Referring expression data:
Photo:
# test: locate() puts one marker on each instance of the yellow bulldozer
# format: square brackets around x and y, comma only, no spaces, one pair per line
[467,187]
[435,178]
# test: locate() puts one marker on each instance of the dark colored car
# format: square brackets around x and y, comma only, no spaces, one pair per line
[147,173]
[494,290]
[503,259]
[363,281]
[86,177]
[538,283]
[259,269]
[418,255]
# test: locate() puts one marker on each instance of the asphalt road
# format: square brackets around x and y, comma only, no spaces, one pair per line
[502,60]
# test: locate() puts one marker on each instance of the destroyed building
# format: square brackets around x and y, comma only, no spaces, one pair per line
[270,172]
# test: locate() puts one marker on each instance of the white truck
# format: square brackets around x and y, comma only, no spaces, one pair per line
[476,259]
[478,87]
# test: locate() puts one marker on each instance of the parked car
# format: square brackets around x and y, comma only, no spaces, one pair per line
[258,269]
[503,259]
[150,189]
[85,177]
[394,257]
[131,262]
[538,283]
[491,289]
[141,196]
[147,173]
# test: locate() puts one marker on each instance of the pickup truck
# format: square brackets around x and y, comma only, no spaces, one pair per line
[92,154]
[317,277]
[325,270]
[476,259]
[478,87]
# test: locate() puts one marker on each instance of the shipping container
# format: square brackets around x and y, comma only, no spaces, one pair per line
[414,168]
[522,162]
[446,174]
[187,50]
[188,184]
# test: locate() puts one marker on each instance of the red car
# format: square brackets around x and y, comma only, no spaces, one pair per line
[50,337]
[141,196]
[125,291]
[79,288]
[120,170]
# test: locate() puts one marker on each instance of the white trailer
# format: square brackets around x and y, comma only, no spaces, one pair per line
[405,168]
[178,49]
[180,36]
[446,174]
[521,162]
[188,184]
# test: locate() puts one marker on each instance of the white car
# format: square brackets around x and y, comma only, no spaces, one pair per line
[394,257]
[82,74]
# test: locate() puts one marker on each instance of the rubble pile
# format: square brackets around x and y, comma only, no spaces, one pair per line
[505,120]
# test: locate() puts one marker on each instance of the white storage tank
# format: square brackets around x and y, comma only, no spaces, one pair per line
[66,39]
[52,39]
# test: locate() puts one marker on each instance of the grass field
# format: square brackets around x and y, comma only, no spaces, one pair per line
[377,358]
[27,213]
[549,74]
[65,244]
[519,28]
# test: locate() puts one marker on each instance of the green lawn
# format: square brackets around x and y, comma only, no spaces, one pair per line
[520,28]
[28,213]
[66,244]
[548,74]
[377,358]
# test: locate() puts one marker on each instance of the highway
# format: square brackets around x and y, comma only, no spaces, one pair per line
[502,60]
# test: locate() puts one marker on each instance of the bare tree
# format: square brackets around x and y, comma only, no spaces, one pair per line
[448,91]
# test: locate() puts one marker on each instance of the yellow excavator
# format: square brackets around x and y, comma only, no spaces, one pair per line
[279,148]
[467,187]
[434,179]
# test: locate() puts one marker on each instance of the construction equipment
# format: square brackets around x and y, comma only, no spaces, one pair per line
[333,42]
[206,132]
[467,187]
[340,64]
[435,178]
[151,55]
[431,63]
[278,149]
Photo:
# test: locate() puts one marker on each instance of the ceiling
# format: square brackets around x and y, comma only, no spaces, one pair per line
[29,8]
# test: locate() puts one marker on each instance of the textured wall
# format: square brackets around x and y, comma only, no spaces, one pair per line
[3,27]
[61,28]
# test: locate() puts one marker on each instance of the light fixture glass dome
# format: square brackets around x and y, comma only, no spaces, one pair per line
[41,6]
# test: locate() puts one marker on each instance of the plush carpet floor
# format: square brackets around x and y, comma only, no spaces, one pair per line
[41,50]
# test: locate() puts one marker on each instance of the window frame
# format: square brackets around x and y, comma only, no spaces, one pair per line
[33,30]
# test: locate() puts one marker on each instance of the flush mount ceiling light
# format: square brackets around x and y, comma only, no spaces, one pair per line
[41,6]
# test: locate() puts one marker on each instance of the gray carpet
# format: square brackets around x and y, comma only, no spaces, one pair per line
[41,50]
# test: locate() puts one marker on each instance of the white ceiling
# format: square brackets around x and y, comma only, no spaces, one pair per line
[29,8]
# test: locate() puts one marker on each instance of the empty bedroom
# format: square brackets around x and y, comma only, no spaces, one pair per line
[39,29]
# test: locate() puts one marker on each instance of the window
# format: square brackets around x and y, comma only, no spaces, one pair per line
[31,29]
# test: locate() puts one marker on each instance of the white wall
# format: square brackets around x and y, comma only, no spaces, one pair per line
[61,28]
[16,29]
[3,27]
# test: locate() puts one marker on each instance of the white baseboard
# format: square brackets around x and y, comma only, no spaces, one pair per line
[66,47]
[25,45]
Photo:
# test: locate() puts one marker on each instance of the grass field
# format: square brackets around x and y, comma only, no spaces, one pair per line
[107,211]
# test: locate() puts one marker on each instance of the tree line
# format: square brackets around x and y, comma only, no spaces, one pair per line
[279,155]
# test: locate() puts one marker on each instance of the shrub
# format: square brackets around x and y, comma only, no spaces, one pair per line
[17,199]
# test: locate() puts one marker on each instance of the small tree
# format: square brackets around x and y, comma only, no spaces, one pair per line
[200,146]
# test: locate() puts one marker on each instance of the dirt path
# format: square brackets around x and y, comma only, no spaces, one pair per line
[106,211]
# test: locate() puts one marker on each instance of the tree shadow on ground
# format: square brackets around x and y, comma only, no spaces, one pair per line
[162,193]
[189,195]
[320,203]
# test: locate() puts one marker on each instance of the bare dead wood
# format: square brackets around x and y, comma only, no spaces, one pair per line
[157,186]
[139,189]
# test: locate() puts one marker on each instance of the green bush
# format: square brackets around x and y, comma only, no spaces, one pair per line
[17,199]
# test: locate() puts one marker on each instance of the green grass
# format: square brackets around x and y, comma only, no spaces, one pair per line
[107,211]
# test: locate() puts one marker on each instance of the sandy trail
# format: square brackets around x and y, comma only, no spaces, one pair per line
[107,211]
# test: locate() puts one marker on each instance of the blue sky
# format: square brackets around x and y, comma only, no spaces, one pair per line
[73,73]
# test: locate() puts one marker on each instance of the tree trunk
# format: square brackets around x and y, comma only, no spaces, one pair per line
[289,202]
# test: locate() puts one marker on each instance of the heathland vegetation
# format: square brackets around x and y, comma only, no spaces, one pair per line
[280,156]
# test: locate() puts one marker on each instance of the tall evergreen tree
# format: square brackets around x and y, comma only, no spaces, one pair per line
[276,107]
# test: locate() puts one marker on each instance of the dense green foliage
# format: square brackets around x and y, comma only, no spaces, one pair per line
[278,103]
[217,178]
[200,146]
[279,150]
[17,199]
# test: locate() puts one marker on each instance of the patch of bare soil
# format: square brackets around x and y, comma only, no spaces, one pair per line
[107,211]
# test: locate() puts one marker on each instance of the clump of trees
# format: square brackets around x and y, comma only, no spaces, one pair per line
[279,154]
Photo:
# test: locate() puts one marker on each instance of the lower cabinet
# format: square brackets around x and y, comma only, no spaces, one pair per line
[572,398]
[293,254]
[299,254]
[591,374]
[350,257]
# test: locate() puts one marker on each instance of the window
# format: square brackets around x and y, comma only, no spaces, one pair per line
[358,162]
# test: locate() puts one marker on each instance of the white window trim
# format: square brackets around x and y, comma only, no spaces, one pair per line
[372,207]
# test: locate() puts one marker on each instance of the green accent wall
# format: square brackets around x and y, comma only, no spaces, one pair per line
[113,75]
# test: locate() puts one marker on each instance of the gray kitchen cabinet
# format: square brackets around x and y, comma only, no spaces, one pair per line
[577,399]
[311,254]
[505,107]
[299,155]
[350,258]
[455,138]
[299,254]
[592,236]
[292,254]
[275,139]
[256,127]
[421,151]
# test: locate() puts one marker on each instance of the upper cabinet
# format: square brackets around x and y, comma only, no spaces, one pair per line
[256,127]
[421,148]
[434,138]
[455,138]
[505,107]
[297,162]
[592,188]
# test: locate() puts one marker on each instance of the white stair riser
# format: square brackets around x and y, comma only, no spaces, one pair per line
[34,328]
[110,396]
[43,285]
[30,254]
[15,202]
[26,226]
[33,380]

● **Problem to work on**
The entries above hold a line with "mount ceiling light" and a later line with "the white ceiling". Write out exactly those lines and all lines between, nothing more.

● **Output below**
# test: locate() puts one marker on each instance of the flush mount ceiling light
# format: square brackets around x and y, comma only, no spaces, one pair per line
[41,6]
# test: locate() puts one marker on each instance of the gray carpet
# format: square brackets around x and y, comma only, no spaces, one pair per line
[41,50]
# test: locate() puts one marker on each instance of the white ceiling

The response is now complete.